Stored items
____________
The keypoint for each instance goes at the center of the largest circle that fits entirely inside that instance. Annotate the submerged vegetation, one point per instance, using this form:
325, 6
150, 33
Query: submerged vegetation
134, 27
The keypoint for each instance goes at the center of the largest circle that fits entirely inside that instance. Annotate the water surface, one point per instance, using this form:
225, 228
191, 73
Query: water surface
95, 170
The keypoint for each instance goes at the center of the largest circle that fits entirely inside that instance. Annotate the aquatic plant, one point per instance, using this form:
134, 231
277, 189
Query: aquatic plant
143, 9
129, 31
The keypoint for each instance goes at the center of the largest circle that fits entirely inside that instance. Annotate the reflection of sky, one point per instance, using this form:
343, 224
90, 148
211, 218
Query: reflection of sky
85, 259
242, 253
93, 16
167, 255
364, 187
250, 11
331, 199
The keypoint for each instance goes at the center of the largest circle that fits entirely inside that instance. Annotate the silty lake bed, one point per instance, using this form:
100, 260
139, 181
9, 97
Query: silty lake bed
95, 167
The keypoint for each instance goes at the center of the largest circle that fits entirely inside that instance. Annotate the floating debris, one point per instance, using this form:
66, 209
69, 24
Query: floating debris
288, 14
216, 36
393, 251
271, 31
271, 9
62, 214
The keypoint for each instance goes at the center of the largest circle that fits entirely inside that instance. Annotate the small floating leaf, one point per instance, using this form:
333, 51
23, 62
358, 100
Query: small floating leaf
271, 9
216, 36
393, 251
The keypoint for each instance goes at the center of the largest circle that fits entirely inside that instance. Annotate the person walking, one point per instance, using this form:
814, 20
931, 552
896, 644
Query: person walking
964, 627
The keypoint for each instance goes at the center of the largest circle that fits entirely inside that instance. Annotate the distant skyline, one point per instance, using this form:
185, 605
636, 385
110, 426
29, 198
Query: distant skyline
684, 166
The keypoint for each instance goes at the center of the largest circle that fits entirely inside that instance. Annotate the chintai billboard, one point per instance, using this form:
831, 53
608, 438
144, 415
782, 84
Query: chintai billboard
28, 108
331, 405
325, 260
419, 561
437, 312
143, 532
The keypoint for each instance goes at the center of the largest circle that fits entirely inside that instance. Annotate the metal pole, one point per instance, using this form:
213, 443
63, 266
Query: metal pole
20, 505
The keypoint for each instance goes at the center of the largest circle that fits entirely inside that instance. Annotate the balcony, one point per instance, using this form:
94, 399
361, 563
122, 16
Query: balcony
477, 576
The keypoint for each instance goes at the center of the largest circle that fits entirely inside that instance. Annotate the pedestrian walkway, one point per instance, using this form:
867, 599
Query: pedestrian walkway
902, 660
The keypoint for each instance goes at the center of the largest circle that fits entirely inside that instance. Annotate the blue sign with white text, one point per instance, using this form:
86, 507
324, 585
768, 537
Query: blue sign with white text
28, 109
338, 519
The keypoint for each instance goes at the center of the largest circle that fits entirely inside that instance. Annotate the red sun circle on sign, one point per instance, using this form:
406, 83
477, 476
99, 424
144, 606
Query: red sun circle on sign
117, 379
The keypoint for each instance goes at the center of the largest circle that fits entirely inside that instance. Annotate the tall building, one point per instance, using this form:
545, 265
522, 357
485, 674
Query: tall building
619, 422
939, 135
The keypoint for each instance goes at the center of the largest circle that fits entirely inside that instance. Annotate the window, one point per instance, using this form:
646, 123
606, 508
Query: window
____________
**Exercise**
Exact output of every entry is required.

**Expected output**
The keypoint for each instance goes at the center of the largest circle that fits entirely inside that instance. Annotate the submerged vegetation, one point per instance, using this form:
325, 6
150, 33
Query: submerged vegetation
134, 27
The keypoint for each instance goes at the center of the largest circle that fits entirely inside that instance. Annotate the water surface, one point per instance, using this form:
225, 228
191, 73
Query: water surface
95, 170
The keypoint for each instance goes at the center of the largest circle that fits entirely inside that instance. Annotate the aquatic plant, one point per instance, using this form:
134, 231
277, 189
Query: aquatic plant
143, 9
129, 31
The keypoint for each instance goes at the center of the largest circle that fits entirely inside that instance. Annotate the reflection of sky, one point per instance, using this form:
343, 224
90, 148
211, 218
Query: reflection of sky
85, 259
242, 253
93, 16
167, 255
364, 187
250, 11
331, 199
The keypoint for each instance goes at the center of the largest circle that fits entirely inside that instance. Annotate the silty lake bed, one point per instance, using this form:
100, 260
139, 181
9, 97
Query: silty lake bed
95, 167
The keypoint for each instance goes at the center of the largest circle that fits entirely inside that instance. Annotate the floating debris, one point per instance, using this form:
66, 209
69, 24
Query: floating debris
288, 14
216, 36
393, 251
271, 31
271, 9
62, 214
The keypoint for each instance goes at the center of the largest circle that fits entirely inside that instance. Annotate the small floating leaf, one point per instance, using this form:
333, 51
23, 62
358, 100
Query: small floating leaf
271, 9
216, 36
393, 251
The keypoint for each instance goes at the center of the largest circle that fits entirely inside that instance. Annotate the person walking, one point per instance, using this form:
814, 20
931, 552
896, 644
Query: person walking
964, 627
The keypoint for each instance goes at the center of the largest circle that fits entirely inside that instance. Annotate the distant skyline, one point per instance, using this form:
185, 605
636, 385
110, 426
29, 198
Query: distant skyline
684, 166
The keypoint for each instance goes at the center of the largest circle that fits entirely inside that instance. Annotate the chintai billboard, one point per instance, using this form:
831, 53
608, 438
144, 415
782, 84
Query: chintai billboard
28, 108
331, 405
325, 260
419, 561
437, 312
143, 532
The keypoint for each instance goes at the center of the largest circle that fits entirely inside that instance. Annotate the metal pole, one point per instance, using this form:
213, 443
63, 266
Query: metal pole
20, 505
The keypoint for each instance goes at the center of the largest circle that fits entirely inside that instance. Annotate the balcony, one point per instance, using this form:
94, 399
361, 563
122, 16
Query: balcony
477, 576
The keypoint for each instance goes at the center of the largest circle that fits entirely inside that instance. Annotate the pedestrian walkway, one point per instance, using this form:
867, 599
Query: pedestrian walkway
902, 660
The keypoint for each instance goes at the center of the largest circle that fits entirely inside that instance. Annotate the blue sign with white text, one point per instance, using this form:
86, 507
324, 585
768, 537
Query: blue sign with white text
28, 109
338, 519
The keypoint for each instance goes at the center of the largest circle that fits entirely inside that instance. Annotate the red sun circle on sign, one point per instance, using this form:
406, 83
477, 476
99, 424
144, 606
Query: red sun circle on sign
117, 379
The keypoint for each instance goes at the center of the largest circle that fits entirely inside that instance. Annotate the tall building, one point per instance, using this form:
545, 265
522, 357
485, 674
Query: tall building
619, 422
939, 135
The keypoint for each instance goes at the center of the largest circle that fits entirely inside that instance. Annotate the window, one point per instance, using this form:
646, 123
606, 508
Query: window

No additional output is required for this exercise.